#### Goal of the exercise
Nothing but the records, transcribed exactly, should appear in the answer; leave the pictures out.

....................

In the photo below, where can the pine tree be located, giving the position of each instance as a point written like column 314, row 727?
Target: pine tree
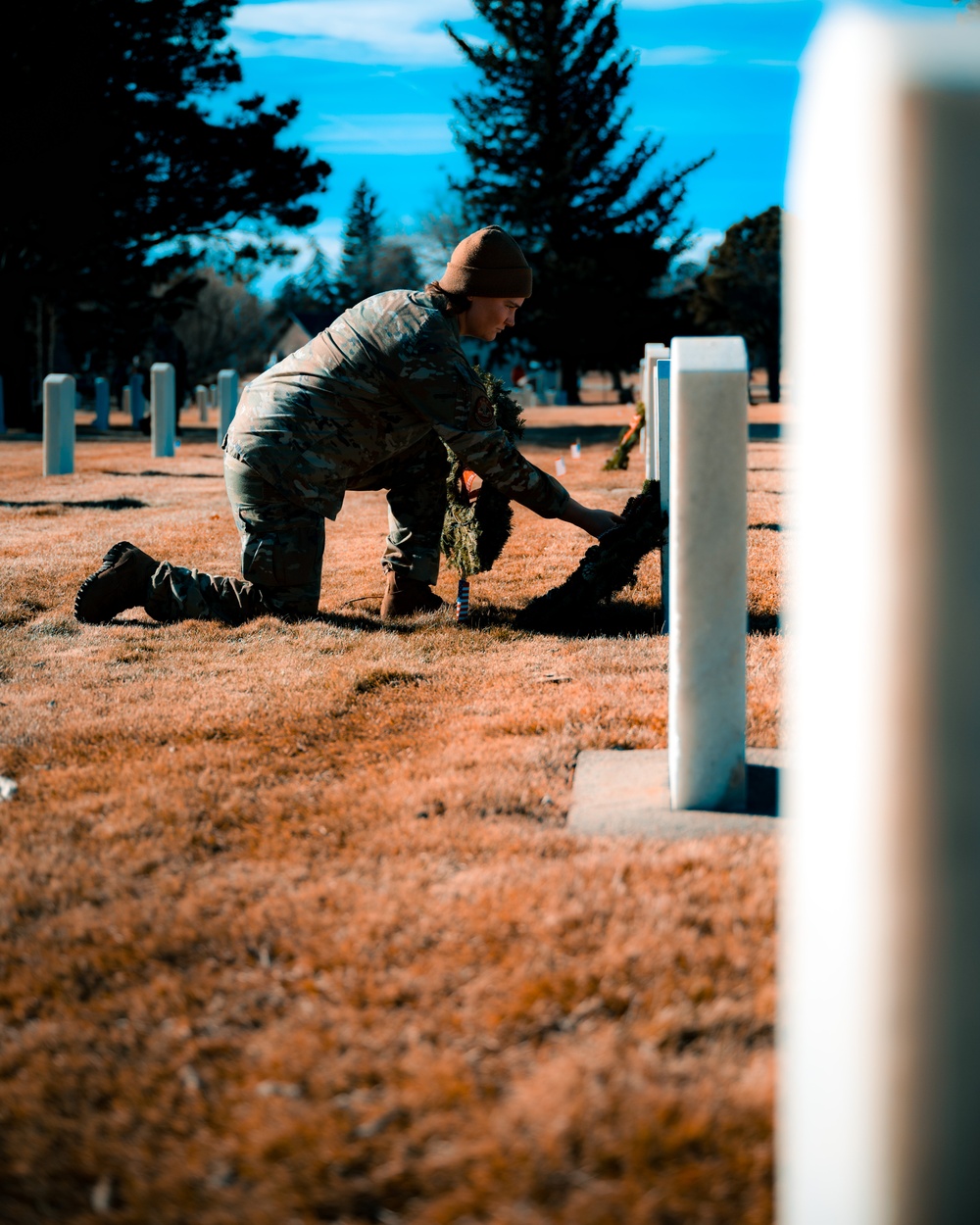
column 362, row 248
column 397, row 268
column 310, row 290
column 112, row 171
column 739, row 292
column 544, row 138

....................

#### Expected answer
In the photo below, where can the pine tree be located, giving the position of each instance as a point written like column 314, row 727?
Target: pine tree
column 362, row 248
column 397, row 268
column 310, row 290
column 112, row 171
column 739, row 292
column 544, row 138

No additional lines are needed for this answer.